**Directive A**
The comments on enterprise software stability name several things that $X could stand for. List every one of them.
**Directive B**
Retype the comments on enterprise software stability between "Frankly, having a" and "not some oops.", inclusive.

**Provided passage**
————————
I think this is a myth, or at best relative, not all enterprises accept old for stability
Many enterprises want up to date and stable software, and since you are paying for stability, why shouldn't you get fairly recent and stable software
Most companies for example don't consider MS SQL 2016 as less stable than MS SQL 2008 or 2012, most users expect the same level of stability from the latest SQL Server than from earlier version, if not more because it's newer and more advanced, might as well be more stable
I didnt use RedHat in a while, so I dont know how bad the situation is , I hope it is not too bad
Nobody running a thousand of anything uses the first release of $X, whether $X is a database or window manager or kernel or router firmware
SQL Server 2016 may be better than SQL Server 2008, but enterprises aren't deploying it until it has baked a few months, and maybe sp1/sp2/some major rollup ships for all the bugs the suckers find at rollout
I have software that I need to run for about 5 years. It is certified on Red Hat Linux 6 not 7. I'm not unique. Heck, we had to keep copies of IE 6 running up until a year ago for one testing vendor[1]. I, like a lot of others, need stability and paperwork not new.
Frankly, having a lot of new companies adopting a mantra of "move fast, break things" makes me want to 'upgrade' less and less. I need stuff working at Monday at 1PM for the weekly test offering not some oops.
————————
**Supplied data**

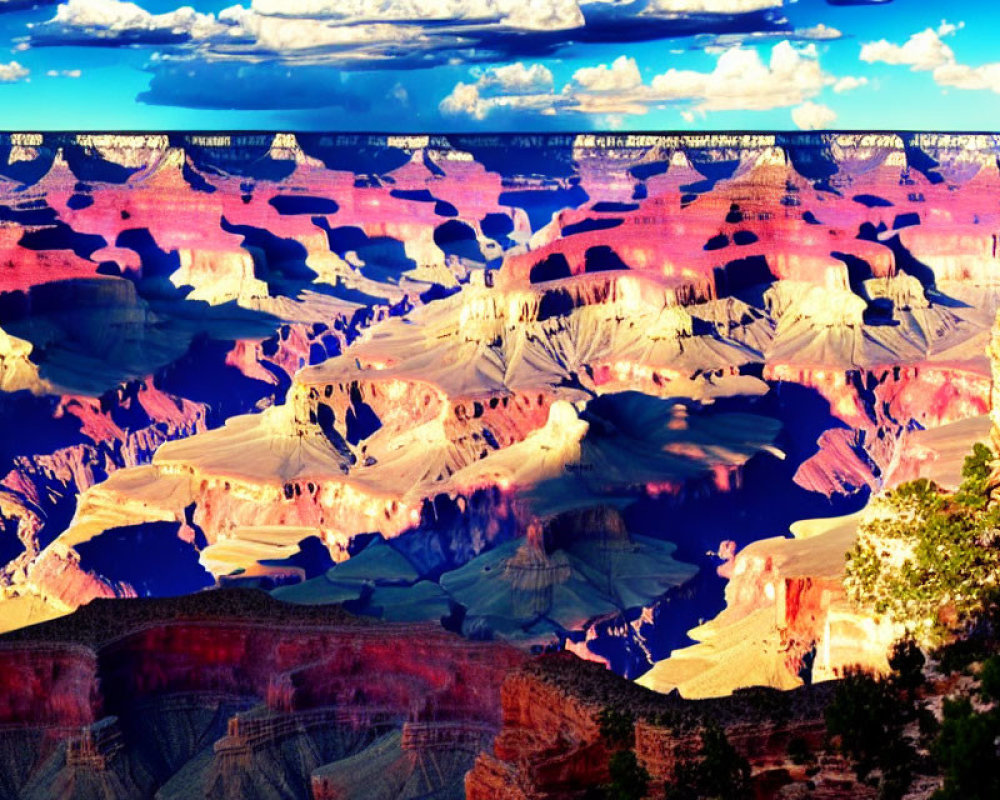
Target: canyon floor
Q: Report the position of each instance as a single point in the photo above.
(348, 428)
————————
**Result A**
database, window manager, kernel, router firmware

**Result B**
Frankly, having a lot of new companies adopting a mantra of "move fast, break things" makes me want to 'upgrade' less and less. I need stuff working at Monday at 1PM for the weekly test offering not some oops.